• [Text excerpt]:
-----

The forward below speaks for itself. It's a little long, but well worth
the laughter.
[Pardon the post to several lists. Below is a paste of program
notes for this Sunday's concert of the Culver Chamber Music Series.
Since it's the day after April Fool's Day... well, you'll see.
Since I wrote it, I accept full blame. But, then, anyone can be
a fool on April Fool's Day, but it takes a *real* fool to do it
on April 2nd.--R.C. Barrows,Composer-In-Residence, Culver Chamber
Music Series]
HAYDN: Quartet in D major Op. 20 No. 4
TOKUNAGA: Midnight Rainbow
BARROWS: Quartet No. 1 "Winter Dance"
*INTERMISSION*
TCHAIKOVSKY: Quartet No. 1 in D major Op.11
Franz Joseph Haydn (1732-1809) nicknamed "Papa Haydn," is best known
as both the Father of the Symphony and the Father of the String
Quartet. However, it is little known that he was also the Uncle of
the Overture, the Brother-In-Law of the Sonata, and the Distant Cousin
of the Concerto. He composed over nine trillion quartets, six billion
concerti, and eighty-seven hundred thousand million jillion thousand
bazillion symphonies. He was the only musician ever to combine
conducting with pole-vaulting, although he did find it very difficult
to wave a 17-foot baton.

-----

• [Required work]:
Answer these from the program notes:
(a) Which concert series are the notes written for?
(b) What piece is listed right after the intermission?
(c) How long was the baton Haydn found hard to wave?
The entries after this come from a different source than the program notes.

• [Records from a data source]:
-----

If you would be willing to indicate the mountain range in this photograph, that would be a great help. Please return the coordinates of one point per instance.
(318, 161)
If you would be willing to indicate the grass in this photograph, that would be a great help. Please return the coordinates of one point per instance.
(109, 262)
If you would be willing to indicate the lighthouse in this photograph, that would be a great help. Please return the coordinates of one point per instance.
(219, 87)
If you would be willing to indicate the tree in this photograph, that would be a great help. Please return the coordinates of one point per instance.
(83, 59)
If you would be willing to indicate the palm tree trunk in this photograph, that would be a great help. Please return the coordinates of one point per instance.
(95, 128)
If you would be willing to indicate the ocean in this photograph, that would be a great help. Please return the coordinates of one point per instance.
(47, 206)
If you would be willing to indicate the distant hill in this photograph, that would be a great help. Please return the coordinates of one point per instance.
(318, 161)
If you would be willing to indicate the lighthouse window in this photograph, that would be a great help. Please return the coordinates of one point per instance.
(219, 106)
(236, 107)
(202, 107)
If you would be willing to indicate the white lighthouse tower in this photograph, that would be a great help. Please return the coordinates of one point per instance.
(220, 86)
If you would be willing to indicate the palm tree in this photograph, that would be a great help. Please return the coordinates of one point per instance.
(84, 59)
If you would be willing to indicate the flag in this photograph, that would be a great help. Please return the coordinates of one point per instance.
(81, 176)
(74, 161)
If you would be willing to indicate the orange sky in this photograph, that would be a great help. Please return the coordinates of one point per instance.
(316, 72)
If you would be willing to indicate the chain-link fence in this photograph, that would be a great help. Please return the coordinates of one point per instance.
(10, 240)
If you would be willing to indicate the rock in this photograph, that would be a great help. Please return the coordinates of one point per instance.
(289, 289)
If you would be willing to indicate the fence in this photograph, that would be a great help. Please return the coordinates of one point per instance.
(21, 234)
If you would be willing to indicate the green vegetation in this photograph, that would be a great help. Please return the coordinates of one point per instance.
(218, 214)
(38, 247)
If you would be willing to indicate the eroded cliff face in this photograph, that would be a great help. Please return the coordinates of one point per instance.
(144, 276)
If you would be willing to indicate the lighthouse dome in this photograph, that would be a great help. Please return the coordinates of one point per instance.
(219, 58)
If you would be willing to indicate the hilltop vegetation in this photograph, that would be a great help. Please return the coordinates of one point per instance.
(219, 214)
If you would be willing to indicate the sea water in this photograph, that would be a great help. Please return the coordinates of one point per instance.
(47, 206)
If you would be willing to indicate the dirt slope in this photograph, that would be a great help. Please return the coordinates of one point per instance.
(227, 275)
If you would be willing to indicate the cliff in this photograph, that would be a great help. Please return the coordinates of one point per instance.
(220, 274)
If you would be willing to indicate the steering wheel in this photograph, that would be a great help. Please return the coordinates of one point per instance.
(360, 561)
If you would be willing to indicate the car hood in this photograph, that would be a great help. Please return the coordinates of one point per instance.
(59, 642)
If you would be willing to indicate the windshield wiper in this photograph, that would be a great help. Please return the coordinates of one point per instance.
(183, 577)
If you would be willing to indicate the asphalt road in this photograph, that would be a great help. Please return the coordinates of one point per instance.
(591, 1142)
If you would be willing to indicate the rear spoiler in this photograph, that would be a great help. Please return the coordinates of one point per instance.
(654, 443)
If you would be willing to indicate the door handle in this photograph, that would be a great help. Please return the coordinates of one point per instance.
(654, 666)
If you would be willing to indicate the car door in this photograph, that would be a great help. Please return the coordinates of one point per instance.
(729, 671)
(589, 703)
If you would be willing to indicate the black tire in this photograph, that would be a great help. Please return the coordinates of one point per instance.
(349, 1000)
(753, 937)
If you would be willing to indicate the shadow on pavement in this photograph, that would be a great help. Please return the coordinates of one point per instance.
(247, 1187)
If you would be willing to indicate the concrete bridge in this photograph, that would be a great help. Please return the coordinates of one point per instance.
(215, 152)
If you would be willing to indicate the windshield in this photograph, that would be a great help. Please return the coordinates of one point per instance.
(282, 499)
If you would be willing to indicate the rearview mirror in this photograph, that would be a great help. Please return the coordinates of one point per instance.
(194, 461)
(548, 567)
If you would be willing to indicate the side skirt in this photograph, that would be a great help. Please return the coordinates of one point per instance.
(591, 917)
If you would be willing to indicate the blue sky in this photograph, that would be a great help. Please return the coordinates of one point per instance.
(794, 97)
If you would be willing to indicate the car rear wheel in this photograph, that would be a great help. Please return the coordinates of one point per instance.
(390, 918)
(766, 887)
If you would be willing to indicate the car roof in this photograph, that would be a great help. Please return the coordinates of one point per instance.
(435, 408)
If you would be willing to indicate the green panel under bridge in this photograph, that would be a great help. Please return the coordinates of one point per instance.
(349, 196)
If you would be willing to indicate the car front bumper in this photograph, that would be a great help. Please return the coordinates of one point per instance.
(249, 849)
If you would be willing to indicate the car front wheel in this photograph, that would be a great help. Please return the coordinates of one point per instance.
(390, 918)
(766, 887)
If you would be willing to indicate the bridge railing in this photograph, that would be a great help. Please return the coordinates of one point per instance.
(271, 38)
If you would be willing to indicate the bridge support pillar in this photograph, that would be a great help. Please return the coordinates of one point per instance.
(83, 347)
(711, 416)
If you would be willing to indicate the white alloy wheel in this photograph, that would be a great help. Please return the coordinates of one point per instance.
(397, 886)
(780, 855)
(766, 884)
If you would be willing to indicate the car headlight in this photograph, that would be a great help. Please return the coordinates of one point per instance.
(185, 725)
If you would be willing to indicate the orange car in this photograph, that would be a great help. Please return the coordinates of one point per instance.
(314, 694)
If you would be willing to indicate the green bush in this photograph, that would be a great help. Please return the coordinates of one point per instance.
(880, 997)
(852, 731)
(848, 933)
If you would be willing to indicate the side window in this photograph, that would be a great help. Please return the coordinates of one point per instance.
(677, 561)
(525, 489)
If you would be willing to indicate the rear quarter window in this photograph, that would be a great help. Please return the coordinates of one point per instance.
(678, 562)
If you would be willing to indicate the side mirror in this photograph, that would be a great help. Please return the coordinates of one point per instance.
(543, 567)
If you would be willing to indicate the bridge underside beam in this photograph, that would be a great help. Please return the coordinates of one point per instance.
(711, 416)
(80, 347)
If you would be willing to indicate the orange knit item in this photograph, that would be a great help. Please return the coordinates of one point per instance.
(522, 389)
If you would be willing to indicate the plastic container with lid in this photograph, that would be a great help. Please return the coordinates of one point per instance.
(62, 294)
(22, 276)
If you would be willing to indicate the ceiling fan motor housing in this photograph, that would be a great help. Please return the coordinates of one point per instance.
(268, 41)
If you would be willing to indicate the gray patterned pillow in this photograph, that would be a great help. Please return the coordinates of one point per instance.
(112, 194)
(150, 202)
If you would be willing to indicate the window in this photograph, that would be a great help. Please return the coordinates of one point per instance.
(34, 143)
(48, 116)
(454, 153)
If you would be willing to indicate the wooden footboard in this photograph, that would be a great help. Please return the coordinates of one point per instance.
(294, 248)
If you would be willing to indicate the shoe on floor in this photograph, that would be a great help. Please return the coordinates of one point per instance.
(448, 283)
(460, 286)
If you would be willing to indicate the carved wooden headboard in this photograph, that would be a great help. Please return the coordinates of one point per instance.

-----

• [Output for this task]:
(a) The Culver Chamber Music Series
(b) Tchaikovsky's Quartet No. 1 in D major Op. 11
(c) 17 feet